Work item →
Every record must be transcribed in its entirety, apart from the images, which are to be omitted.

====

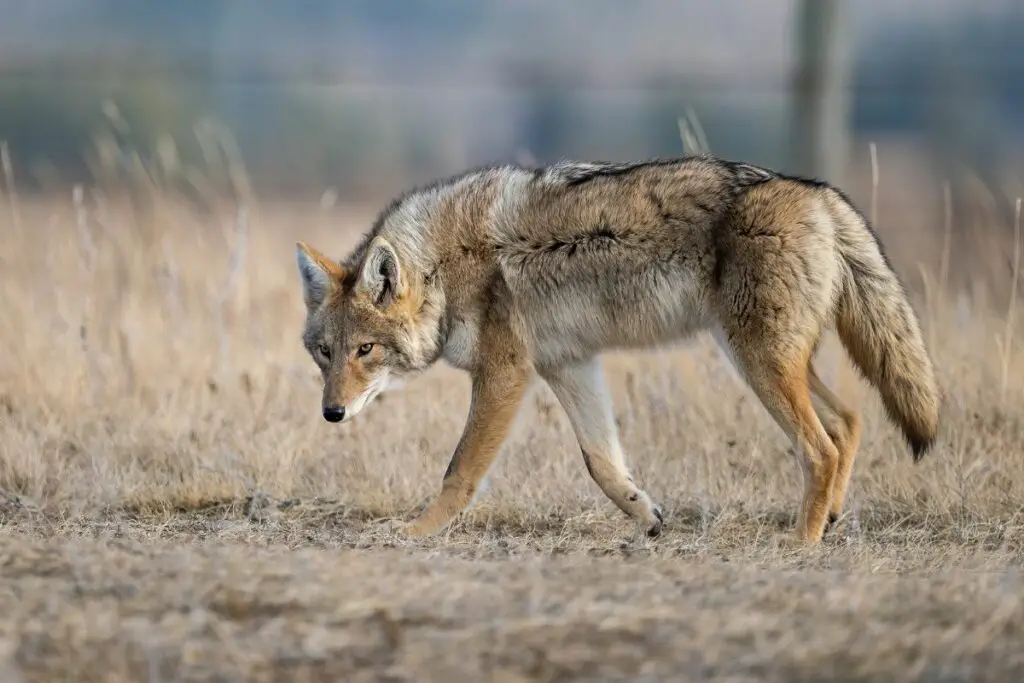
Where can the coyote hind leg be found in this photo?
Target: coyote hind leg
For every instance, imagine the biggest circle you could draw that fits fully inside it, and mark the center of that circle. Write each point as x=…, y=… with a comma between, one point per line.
x=783, y=388
x=843, y=426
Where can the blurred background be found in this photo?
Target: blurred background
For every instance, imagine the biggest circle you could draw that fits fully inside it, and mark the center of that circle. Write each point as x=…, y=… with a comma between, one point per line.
x=358, y=98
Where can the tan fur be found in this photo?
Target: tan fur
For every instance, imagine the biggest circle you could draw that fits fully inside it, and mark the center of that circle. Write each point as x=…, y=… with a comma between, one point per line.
x=514, y=274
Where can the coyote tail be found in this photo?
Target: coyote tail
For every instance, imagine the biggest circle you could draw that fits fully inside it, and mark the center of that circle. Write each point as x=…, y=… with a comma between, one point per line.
x=881, y=332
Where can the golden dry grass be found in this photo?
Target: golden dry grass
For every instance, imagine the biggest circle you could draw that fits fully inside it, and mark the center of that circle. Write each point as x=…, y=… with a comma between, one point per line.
x=172, y=506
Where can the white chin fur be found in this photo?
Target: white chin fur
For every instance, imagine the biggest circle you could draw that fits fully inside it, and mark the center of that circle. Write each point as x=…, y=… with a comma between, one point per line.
x=375, y=387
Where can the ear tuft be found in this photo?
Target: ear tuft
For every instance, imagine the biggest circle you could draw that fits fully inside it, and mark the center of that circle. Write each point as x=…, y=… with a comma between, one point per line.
x=380, y=276
x=320, y=274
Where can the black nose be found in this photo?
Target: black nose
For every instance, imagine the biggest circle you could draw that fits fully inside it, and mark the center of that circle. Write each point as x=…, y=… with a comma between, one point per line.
x=334, y=414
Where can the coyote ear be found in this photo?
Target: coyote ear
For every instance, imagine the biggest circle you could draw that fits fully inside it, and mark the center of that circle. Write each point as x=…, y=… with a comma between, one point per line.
x=320, y=274
x=381, y=273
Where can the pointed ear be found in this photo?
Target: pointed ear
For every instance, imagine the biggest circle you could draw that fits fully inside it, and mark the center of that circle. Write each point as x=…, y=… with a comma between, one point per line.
x=320, y=274
x=381, y=276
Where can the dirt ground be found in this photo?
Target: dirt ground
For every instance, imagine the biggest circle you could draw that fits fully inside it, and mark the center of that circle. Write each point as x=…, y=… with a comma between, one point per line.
x=173, y=507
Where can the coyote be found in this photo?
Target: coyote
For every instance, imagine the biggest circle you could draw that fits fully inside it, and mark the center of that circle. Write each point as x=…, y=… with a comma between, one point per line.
x=514, y=273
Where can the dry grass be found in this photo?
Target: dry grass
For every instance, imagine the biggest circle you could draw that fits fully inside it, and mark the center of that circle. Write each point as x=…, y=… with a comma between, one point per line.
x=173, y=507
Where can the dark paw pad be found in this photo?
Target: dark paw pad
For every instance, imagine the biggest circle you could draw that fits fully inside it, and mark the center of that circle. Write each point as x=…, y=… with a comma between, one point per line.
x=654, y=529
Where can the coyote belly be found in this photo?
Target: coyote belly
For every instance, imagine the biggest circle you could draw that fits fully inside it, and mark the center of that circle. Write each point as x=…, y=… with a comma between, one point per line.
x=515, y=274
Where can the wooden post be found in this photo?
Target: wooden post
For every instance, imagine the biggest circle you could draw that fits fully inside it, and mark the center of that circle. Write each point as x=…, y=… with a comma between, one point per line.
x=819, y=135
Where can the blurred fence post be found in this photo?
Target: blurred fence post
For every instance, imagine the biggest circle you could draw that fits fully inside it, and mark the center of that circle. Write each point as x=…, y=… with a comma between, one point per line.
x=819, y=134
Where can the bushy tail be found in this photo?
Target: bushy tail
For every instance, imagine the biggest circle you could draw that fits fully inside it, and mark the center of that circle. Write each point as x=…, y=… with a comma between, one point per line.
x=880, y=331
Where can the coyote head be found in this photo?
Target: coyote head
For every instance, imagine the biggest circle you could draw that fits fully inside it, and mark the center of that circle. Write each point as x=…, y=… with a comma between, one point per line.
x=367, y=326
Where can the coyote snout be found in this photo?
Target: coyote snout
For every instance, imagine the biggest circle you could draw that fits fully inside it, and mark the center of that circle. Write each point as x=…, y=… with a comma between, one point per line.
x=334, y=413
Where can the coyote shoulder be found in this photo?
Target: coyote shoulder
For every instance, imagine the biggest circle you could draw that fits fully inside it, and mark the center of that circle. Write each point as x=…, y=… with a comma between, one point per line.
x=514, y=274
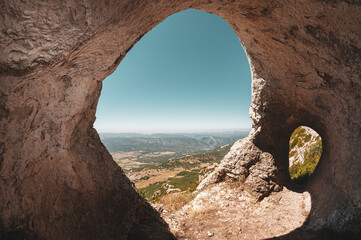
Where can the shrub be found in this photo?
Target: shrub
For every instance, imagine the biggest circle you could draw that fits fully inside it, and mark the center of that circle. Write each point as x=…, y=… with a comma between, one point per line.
x=301, y=172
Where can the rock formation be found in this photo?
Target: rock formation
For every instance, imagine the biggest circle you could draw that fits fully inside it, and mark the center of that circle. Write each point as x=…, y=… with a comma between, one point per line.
x=57, y=180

====

Output of the task →
Where can the coyote hind leg be found in this photo?
Target: coyote hind leg
For every instance, imagine the biggest circle you could draw that fits fully inside it, and mark the center of that circle. Write each point as x=…, y=… with a comma between, one point per line.
x=783, y=388
x=843, y=426
Where can the blurred background be found in this photo?
Target: blurred background
For every instance, imagine the biggest circle you could draw that fits fully inside it, and mark the center of that circle. Write each point as x=…, y=… with a comma between, one point per line.
x=358, y=98
Where can the tan fur be found in this photo?
Target: tan fur
For every instance, imagine the biggest circle you could draw that fits fully inside it, and mark the center of that circle. Write each point as x=…, y=… with a comma between, one point per line.
x=514, y=274
Where can the coyote tail be found in this photo?
Target: coyote tail
For every instance, imagine the biggest circle you could draw that fits fully inside it, and mark the center of that circle. Write each point as x=…, y=… with a comma between, one point per line.
x=881, y=332
Where can the golden dry grass be found in this photo?
Target: golden dry grass
For every instance, imagine the biggest circle you could draw that fits fully inside it, and mark the center of that circle. Write each point as x=…, y=… with a comma between, one point per line.
x=172, y=506
Where can the white chin fur be found in this photo?
Target: white chin fur
For every instance, imagine the biggest circle you could draw that fits fully inside it, and mark the center of that circle. Write each point as x=…, y=… with a comma between, one point per line.
x=375, y=387
Where can the ear tuft be found in this photo?
Target: ear tuft
For every instance, imagine the biggest circle you could draw that fits fully inside it, and mark the center of that circle. Write each point as x=…, y=… with a comma between, one point per line.
x=380, y=276
x=320, y=274
Where can the black nose be found in this photo?
Target: black nose
For every instance, imagine the biggest circle you could draw that fits fully inside it, and mark the center of that circle. Write each point as x=…, y=… with a comma between, one point per line.
x=334, y=414
Where can the coyote ear be found in this photo?
Target: coyote ear
For every instance, imagine the biggest circle you could draw that fits fully inside it, and mark the center of that circle. Write each point as x=…, y=… with a comma between, one point per line.
x=320, y=274
x=381, y=273
Where can the pointed ear be found in this photo?
Target: pointed ear
For every instance, imagine the biggest circle you could draw that fits fully inside it, and mark the center of that circle. Write each point as x=…, y=… with a comma between, one point per line.
x=320, y=274
x=381, y=276
Where can the dirt ground be found in this photo?
Target: dirt ground
For every instance, imagine the biggest circle you could draw that fits fully inside it, and mark the center of that circle. Write each point as x=…, y=… with a comma between, one point per line.
x=173, y=507
Where can the coyote be found in this photo?
Target: coyote
For every instance, imagine the biggest circle you could draw that fits fully inside it, and mark the center of that circle. Write each point as x=…, y=… with a comma between, one point per line.
x=514, y=273
Where can the dry grass be found in this photo?
Target: dry grass
For every instance, imagine the biggest circle you could draw that fits fully inside it, and mark the center of that circle. Write each point as x=…, y=… with a comma between, one point per line.
x=173, y=507
Where can the dark paw pad be found in this photo?
Target: dark paw pad
For every instance, imagine the biggest circle you could draw that fits fully inside it, and mark the center of that circle. Write each point as x=…, y=… with a comma between, one point per line.
x=654, y=529
Where can the coyote belly be found in this photo?
Target: coyote belly
For every instance, imagine the biggest circle you could draw that fits fully inside it, and mark the center of that circle. Write each point as x=…, y=… with a comma between, one point per line.
x=515, y=274
Where can the wooden post be found in this photo?
Target: wooden post
For every instance, imagine the biggest circle you could draw that fits fully inside it, and mark the center of that circle. Write each point as x=…, y=… with a comma between, one point per line.
x=819, y=135
Where can the blurred fence post be found in this photo?
Target: blurred fence post
For every instance, imagine the biggest circle you could draw that fits fully inside it, and mark the center of that circle. Write each point as x=…, y=… with a comma between, one point per line.
x=819, y=134
Where can the bushy tail be found in this photo?
Target: bushy tail
For every instance, imagine the biggest circle you could draw that fits fully inside it, and mark the center of that circle. Write each point as x=…, y=… with a comma between, one point per line.
x=880, y=331
Where can the coyote head be found in this photo?
Target: coyote head
For every instance, imagine the biggest circle you could draw that fits fully inside it, and mark the center of that circle. Write each point as x=…, y=… with a comma between, one point per line.
x=367, y=326
Where can the coyote snout be found in this photo?
Target: coyote snout
For every instance, imagine the biggest circle you could draw that fits fully inside it, and mark the center of that circle. Write each point as x=…, y=… with a comma between, one point per line.
x=334, y=413
Where can the coyote shoulder be found in this photo?
Target: coyote shoulder
For every instance, imagine the biggest circle you could draw that fits fully inside it, and mark the center of that circle. Write each point as x=…, y=… with a comma between, one point per line.
x=514, y=274
Where can the shrub be found in this photo?
Target: shrub
For every instance, imagine the biggest circle you could draw that fits fully inside it, and mark the center of that circle. Write each point as x=…, y=… with a comma between, one point per line.
x=301, y=172
Where can the rock formation be found in this photo?
Target: rock formation
For every instance, imagine the biggest circle you could draw that fits fully inside it, and mark the center of that circle. Write each point as x=…, y=… with a comma between, one point per line.
x=57, y=180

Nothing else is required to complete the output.